*Given entries*.
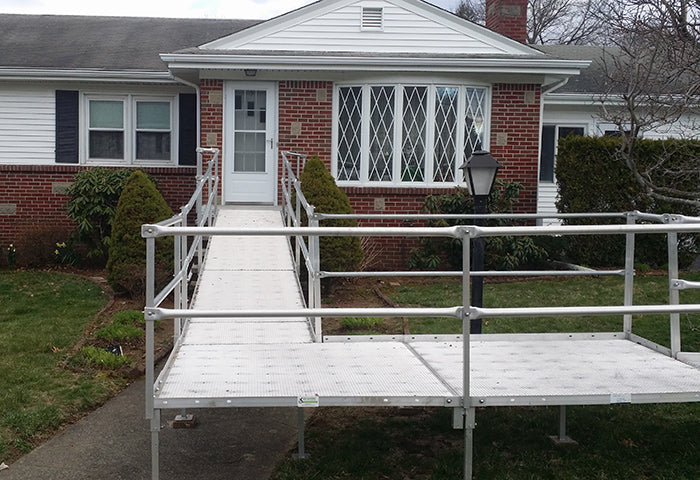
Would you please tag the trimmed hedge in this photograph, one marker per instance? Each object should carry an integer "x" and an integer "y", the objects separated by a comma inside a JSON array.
[
  {"x": 320, "y": 190},
  {"x": 139, "y": 203},
  {"x": 94, "y": 194},
  {"x": 501, "y": 253},
  {"x": 591, "y": 178}
]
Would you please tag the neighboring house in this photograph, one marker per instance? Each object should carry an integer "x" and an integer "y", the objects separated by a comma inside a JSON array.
[
  {"x": 392, "y": 94},
  {"x": 575, "y": 108}
]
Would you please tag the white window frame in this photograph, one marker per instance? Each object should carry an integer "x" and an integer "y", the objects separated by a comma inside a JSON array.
[
  {"x": 398, "y": 112},
  {"x": 129, "y": 101}
]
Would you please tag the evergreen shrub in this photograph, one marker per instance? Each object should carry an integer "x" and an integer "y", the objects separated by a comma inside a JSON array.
[
  {"x": 591, "y": 178},
  {"x": 320, "y": 190},
  {"x": 139, "y": 203},
  {"x": 94, "y": 194}
]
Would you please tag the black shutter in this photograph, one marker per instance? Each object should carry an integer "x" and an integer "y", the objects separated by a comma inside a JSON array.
[
  {"x": 66, "y": 126},
  {"x": 188, "y": 129}
]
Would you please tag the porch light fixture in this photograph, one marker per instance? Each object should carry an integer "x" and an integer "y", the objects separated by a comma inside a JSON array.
[{"x": 480, "y": 173}]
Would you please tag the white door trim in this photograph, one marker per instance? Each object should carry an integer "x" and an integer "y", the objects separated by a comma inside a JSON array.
[{"x": 230, "y": 194}]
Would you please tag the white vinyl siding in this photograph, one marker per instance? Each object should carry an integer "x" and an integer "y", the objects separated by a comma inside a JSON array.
[
  {"x": 341, "y": 30},
  {"x": 27, "y": 126}
]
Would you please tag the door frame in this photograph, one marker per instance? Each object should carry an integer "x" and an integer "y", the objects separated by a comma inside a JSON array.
[{"x": 228, "y": 125}]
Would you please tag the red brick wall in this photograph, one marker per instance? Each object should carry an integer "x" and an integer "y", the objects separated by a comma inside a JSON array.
[
  {"x": 515, "y": 133},
  {"x": 508, "y": 17},
  {"x": 36, "y": 193},
  {"x": 212, "y": 119},
  {"x": 515, "y": 123}
]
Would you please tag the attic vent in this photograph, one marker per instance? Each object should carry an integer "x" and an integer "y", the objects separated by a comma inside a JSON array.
[{"x": 372, "y": 18}]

*The request*. Shift each answer coordinate up by 19, then reproduce every line from the one holding "Would you please tag the door" through the end of the rows, inclusive, with the requests kept in place.

*Reply to the task*.
Would you please tag the door frame in this photograph, one marker per instance? Each object should carry an integer "x" and an integer "y", the objects separated by a comma inside a JSON array.
[{"x": 247, "y": 144}]
Would you please tag the red brick wall in this photograph, one marker per instance? Each object should carry an integer "x" and an integer "y", the objects separated by a comma inside a JSON array.
[
  {"x": 534, "y": 152},
  {"x": 527, "y": 36},
  {"x": 55, "y": 212},
  {"x": 231, "y": 138},
  {"x": 534, "y": 142}
]
Would you please tag the attic vent in this photograph, one marker per instance? Each object should carry an integer "x" and an integer "y", the objects separated by a comma inside a JSON array.
[{"x": 391, "y": 37}]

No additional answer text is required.